_ARTICLE_:
# System\Precopy Question



## hookab2553 (Sep 5, 2004)

When installing the drivers for my sound card, I was asked to insert the windows 98 cd. Had 
something about the C:\\windows\system\precopy\swmidi.sys. I searched all folders in c and was unable to find anything regarding precopy. What is this?

Source:
c:\\windows\system\precopy\swmidi.sys

Destination
c:\\windows\system32\drivers\swmidi.sys=driver20.CAB

Please explain in terms I can understand as I am new at this


----------



## junker39 (Jun 13, 2004)

Is that what the message said after you inserted the 98 disk? You may need to be a little more specific than "said something about..."


----------



## hookab2553 (Sep 5, 2004)

junker39 said:


> Is that what the message said after you inserted the 98 disk? You may need to be a little more specific than "said something about..."

_SUPPLIED ENTRIES_:

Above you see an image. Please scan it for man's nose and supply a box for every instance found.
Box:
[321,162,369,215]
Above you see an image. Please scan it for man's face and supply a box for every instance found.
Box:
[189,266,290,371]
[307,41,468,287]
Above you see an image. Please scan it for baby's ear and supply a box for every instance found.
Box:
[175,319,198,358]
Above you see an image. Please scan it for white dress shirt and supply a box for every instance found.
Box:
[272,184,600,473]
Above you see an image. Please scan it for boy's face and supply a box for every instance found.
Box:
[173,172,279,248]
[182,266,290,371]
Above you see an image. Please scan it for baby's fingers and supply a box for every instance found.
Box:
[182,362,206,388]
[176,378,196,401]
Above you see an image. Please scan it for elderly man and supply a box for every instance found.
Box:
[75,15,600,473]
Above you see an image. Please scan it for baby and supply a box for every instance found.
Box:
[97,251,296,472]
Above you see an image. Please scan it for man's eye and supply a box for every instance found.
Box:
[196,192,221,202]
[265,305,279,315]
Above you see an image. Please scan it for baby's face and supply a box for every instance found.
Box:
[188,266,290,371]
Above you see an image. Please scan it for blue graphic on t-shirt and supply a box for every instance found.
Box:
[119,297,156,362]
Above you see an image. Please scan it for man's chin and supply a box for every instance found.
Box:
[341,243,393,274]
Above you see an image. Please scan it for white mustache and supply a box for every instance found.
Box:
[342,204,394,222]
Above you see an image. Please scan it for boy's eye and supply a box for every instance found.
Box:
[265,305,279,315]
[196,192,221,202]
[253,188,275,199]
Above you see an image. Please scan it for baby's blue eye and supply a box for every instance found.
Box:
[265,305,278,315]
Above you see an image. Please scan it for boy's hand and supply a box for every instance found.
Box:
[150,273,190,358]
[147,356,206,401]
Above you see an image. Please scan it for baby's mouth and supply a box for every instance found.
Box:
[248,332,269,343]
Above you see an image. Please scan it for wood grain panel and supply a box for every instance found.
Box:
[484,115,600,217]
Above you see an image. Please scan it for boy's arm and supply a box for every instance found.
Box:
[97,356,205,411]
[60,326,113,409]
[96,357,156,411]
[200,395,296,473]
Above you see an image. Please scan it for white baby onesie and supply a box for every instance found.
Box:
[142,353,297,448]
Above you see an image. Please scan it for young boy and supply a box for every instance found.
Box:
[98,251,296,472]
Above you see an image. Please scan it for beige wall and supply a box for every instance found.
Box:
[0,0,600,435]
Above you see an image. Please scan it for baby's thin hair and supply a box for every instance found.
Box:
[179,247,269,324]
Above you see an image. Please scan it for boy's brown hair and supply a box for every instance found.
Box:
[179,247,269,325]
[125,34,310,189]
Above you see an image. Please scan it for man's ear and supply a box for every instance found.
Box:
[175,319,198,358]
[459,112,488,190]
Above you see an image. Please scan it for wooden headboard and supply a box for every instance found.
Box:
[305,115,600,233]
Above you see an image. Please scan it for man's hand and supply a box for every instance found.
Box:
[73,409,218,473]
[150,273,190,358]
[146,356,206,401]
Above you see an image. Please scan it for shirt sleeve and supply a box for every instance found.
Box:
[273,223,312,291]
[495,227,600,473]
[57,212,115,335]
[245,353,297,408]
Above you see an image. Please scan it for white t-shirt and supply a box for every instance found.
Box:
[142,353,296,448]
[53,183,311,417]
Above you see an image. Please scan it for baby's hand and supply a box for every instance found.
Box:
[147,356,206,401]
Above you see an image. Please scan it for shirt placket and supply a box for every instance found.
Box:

_STATED GOAL_: In the thread about the precopy folder, what was being installed when the first post's author was asked to insert the Windows 98 CD? The entries have nothing to do with the thread about the precopy folder.

_OUTPUT FOR THIS TASK_: The drivers for a sound card.